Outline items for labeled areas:
(begin)

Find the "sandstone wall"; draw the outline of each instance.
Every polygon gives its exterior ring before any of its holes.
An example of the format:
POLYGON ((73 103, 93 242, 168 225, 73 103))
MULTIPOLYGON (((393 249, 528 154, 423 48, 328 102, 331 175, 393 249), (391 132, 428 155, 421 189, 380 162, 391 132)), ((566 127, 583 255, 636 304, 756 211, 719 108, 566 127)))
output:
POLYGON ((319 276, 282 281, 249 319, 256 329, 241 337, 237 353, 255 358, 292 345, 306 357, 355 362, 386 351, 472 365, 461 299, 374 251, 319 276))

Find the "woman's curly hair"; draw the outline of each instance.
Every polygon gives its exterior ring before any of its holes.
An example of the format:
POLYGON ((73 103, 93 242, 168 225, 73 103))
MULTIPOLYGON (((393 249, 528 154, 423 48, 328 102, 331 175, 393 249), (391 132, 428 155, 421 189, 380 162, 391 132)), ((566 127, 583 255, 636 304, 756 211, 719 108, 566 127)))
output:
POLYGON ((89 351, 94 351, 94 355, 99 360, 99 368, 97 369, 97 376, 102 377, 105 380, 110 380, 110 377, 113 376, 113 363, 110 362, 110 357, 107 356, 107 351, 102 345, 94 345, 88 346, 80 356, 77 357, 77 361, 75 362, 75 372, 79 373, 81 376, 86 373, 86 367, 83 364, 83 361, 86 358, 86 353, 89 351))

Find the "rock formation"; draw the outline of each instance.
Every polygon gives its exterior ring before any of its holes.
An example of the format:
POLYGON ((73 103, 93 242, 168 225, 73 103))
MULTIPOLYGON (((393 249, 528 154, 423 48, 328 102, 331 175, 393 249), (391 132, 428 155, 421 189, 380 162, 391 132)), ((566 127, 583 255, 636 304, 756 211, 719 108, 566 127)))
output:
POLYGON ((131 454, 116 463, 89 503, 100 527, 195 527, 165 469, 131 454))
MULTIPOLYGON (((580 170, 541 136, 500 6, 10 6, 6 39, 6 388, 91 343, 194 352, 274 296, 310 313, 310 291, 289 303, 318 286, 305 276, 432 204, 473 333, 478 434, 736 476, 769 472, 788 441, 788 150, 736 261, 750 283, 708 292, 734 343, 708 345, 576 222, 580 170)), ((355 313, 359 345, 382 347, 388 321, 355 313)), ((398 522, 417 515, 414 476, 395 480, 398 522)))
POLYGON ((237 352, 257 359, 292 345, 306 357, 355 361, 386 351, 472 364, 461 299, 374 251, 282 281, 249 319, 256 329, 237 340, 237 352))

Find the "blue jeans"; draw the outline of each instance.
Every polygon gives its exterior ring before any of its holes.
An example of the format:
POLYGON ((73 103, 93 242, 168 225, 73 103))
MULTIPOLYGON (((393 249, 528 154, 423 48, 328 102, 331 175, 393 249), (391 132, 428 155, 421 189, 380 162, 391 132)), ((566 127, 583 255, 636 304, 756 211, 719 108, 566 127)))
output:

(end)

**Exercise prompt:** Reproduce the entire listing above word for word, leaving out no line.

**Response for this exercise:**
Find the "sandstone wall"; draw the outline of each instance.
Every polygon gives its exterior ring before any of its holes.
An example of the format:
POLYGON ((73 103, 93 242, 168 225, 73 103))
MULTIPOLYGON (((393 249, 528 154, 423 48, 328 102, 331 175, 393 249), (391 132, 428 155, 421 189, 380 162, 391 132)), ((566 127, 583 255, 636 304, 756 211, 719 108, 566 127)))
output:
POLYGON ((319 276, 282 281, 249 319, 256 329, 241 337, 237 353, 255 358, 292 345, 306 357, 355 362, 386 351, 472 365, 461 299, 374 251, 319 276))

Find the "woman's curly hair"; draw the outline of each instance.
Every polygon gives its exterior ring before any of its holes.
An example of the format:
POLYGON ((73 103, 93 242, 168 225, 73 103))
MULTIPOLYGON (((393 249, 528 154, 423 48, 328 102, 331 175, 393 249), (391 132, 428 155, 421 189, 380 162, 391 132)), ((566 127, 583 255, 636 304, 756 211, 719 108, 566 127)))
output:
POLYGON ((89 351, 94 351, 94 355, 99 360, 99 368, 97 369, 97 376, 102 377, 105 380, 110 380, 110 377, 113 376, 113 363, 110 362, 110 357, 107 356, 107 351, 102 345, 94 345, 88 346, 80 356, 77 357, 77 361, 75 362, 75 372, 79 373, 81 376, 86 373, 86 367, 83 364, 83 361, 86 358, 86 353, 89 351))

Find the "rock formation"; draw the outline of each instance.
Every polygon gives its exterior ring before any of its holes.
An example of the format:
POLYGON ((73 103, 93 242, 168 225, 73 103))
MULTIPOLYGON (((393 249, 528 154, 423 48, 328 102, 331 175, 393 249), (391 132, 428 155, 421 189, 380 162, 391 132)), ((566 127, 583 255, 636 304, 756 211, 719 108, 566 127)))
output:
POLYGON ((131 454, 116 463, 89 503, 100 527, 195 527, 165 469, 131 454))
MULTIPOLYGON (((580 170, 541 136, 500 6, 10 6, 6 39, 6 388, 91 343, 194 352, 274 296, 310 313, 310 291, 289 303, 318 286, 305 276, 432 204, 473 333, 478 434, 736 476, 769 472, 788 441, 788 150, 736 261, 750 283, 708 292, 734 343, 708 345, 576 222, 580 170)), ((355 313, 359 345, 382 347, 388 321, 355 313)), ((398 522, 417 515, 414 476, 395 480, 398 522)))
POLYGON ((237 352, 257 359, 292 345, 306 357, 355 361, 386 351, 472 364, 461 299, 374 251, 282 281, 249 319, 256 329, 237 340, 237 352))

Find the "blue jeans"; draw the outline of each instance.
Every polygon gives its exterior ring before any of its holes.
An example of the format:
POLYGON ((73 103, 93 242, 168 225, 73 103))
MULTIPOLYGON (((393 249, 528 154, 423 48, 328 102, 331 175, 393 249), (391 132, 428 155, 421 189, 380 162, 391 132)), ((566 127, 583 255, 636 304, 756 211, 719 108, 566 127)))
output:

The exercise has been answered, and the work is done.